→ **Set exercise**: Can you write out all the lines word for word, with no pictures?

→ **Given records**:
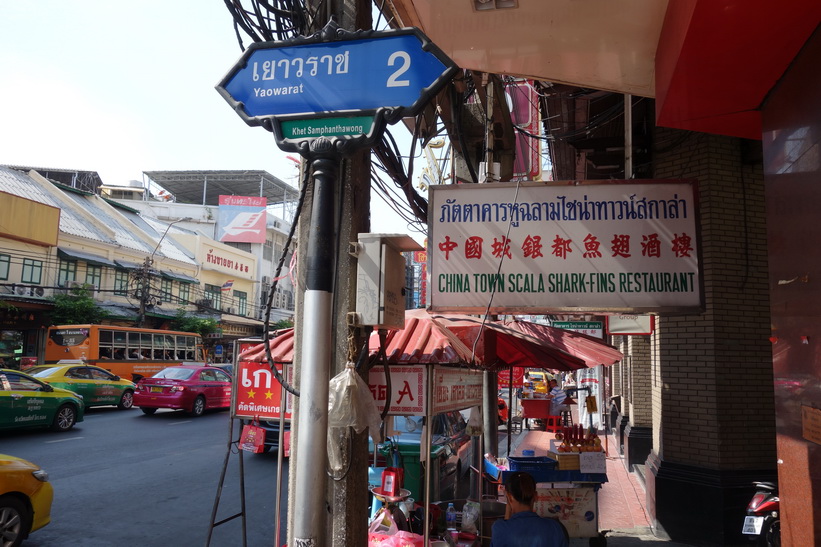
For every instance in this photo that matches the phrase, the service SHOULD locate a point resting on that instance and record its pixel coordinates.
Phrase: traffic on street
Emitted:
(125, 478)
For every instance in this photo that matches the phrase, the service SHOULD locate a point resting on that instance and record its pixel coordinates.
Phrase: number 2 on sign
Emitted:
(404, 58)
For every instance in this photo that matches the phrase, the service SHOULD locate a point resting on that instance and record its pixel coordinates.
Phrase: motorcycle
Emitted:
(763, 521)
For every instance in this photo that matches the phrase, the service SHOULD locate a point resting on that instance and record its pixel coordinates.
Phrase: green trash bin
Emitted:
(414, 475)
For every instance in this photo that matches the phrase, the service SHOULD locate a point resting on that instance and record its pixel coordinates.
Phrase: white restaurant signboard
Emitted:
(533, 247)
(454, 388)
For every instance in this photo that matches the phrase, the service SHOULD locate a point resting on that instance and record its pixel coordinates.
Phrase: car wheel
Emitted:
(65, 418)
(127, 400)
(14, 521)
(198, 407)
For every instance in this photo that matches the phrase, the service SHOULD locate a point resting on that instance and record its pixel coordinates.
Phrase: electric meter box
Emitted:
(380, 279)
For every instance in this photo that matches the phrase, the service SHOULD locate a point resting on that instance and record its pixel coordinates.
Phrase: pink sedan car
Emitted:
(192, 388)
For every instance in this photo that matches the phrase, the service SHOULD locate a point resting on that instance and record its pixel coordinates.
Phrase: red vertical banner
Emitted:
(421, 258)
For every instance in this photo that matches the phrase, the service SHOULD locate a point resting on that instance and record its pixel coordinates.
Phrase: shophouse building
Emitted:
(139, 268)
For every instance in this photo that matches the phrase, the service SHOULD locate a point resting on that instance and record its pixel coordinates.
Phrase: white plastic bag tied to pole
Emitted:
(350, 404)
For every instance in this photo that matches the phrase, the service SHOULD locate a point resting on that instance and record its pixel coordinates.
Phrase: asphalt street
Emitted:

→ **Result**:
For every instance in this photo that matches the phrase, the service SHOULD locate a point resting on that instance and record its pixel coordinates.
Phrase: traffic on street
Emitted:
(125, 478)
For every instance in this photo that matches the phrase, the service SHOULD locate a point resting on that instance and record its pixel coordinates.
Phrase: number 2 on sign
Emitted:
(404, 58)
For every instance in this photo that matches the phrase, the service SHOULD locate a point resting on that instance and record its pixel coordinates.
Phrase: motorcycle
Emitted:
(763, 521)
For every instance in this photo that matches the phrase, the service SHOULD locate a point resting on that instance and record its pixel coordinates.
Phrase: green trash bin
Emitted:
(414, 475)
For every instance in this photo that matches the phrase, the service SHOULD locate a point resting on that instance and record its pixel coordinates.
Phrase: white restaurant signboard
Emitted:
(533, 247)
(454, 388)
For every instance in this photo that matches the phrase, the service SHOULD locate a point resting on that instance and record its pixel coordinates.
Phrase: car wheel
Emitted:
(65, 418)
(127, 400)
(14, 521)
(198, 407)
For every instance in this photo that matches the phrase, the service SHOULD locate a point resting on that instance and record its pixel coordinates.
Phrase: electric meter box
Emitted:
(380, 279)
For every instance in this photo that matches the phrase, the service SHOULD locate a point resting on that instance and record its pixel coordinates.
Phrase: pink sedan car
Emitted:
(192, 388)
For every instance in this photo that matches the phrase, the service SHOULD locate a point resting on that instance and record its pixel coordinates.
Phrase: red vertical banner
Emitted:
(421, 258)
For every instance in this photo that matches the phrase, the service SHOULD locate a point resting on that instance and record its pixel coordinates.
Phrase: shophouse building
Emitted:
(139, 268)
For every instance in this photo that matches the phrase, the service SHOULD locate a point resting on that instance and record its pixel coordinates.
Phrase: white plastic bag tied to pole
Emitted:
(350, 404)
For every instance in this photo that matches the phrase, the service SHOULD locate a point resting on that instance and record its pixel coordinates.
Phrase: asphalt street
Emitted:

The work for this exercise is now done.